__Records for processing__
* * * * * * * * *
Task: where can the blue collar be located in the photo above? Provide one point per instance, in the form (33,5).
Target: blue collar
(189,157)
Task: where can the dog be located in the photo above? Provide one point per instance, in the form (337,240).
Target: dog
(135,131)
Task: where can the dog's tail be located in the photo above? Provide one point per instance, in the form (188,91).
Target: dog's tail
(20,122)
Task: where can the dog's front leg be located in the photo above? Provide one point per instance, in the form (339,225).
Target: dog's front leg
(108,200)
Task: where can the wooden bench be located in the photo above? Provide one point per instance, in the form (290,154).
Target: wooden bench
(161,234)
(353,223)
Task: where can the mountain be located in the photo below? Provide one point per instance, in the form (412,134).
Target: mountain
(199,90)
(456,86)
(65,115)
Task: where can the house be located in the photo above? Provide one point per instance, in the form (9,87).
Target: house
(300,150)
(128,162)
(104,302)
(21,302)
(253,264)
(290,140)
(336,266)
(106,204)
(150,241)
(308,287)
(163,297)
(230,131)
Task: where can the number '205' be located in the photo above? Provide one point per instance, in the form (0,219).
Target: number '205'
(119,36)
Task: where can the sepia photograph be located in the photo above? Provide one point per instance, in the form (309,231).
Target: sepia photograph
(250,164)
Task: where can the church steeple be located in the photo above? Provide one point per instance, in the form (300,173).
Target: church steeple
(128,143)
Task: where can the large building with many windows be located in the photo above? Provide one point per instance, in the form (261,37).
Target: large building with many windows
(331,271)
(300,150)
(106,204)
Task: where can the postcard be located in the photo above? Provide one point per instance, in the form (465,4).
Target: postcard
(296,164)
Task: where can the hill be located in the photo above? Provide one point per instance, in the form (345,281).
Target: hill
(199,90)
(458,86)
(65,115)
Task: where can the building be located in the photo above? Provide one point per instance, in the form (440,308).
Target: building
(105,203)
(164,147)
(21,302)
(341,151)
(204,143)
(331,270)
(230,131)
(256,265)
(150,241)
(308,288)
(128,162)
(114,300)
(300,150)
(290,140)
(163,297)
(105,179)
* * * * * * * * *
Repeat the records word for word, from the line that contains "Task: where can the large" up to and including the last line of the records.

__Solution to the exercise__
Task: where can the large building with many windows be located in the photo above? Provide one point per instance, in the form (261,37).
Target: large building with many windows
(331,271)
(300,150)
(106,204)
Task: where can the postcard be located in the photo above? Provide one point per instance, in the form (465,4).
Target: postcard
(296,164)
Task: where can the hill be located in the photo above? Provide one point per instance, in the form (345,281).
Target: hill
(199,90)
(458,86)
(65,115)
Task: where can the building be located in the photo above? Provide one point per instance, in the form (440,308).
Target: building
(105,203)
(164,147)
(21,302)
(341,151)
(204,143)
(331,270)
(230,131)
(256,265)
(150,241)
(308,288)
(128,162)
(114,300)
(300,150)
(290,140)
(163,297)
(105,179)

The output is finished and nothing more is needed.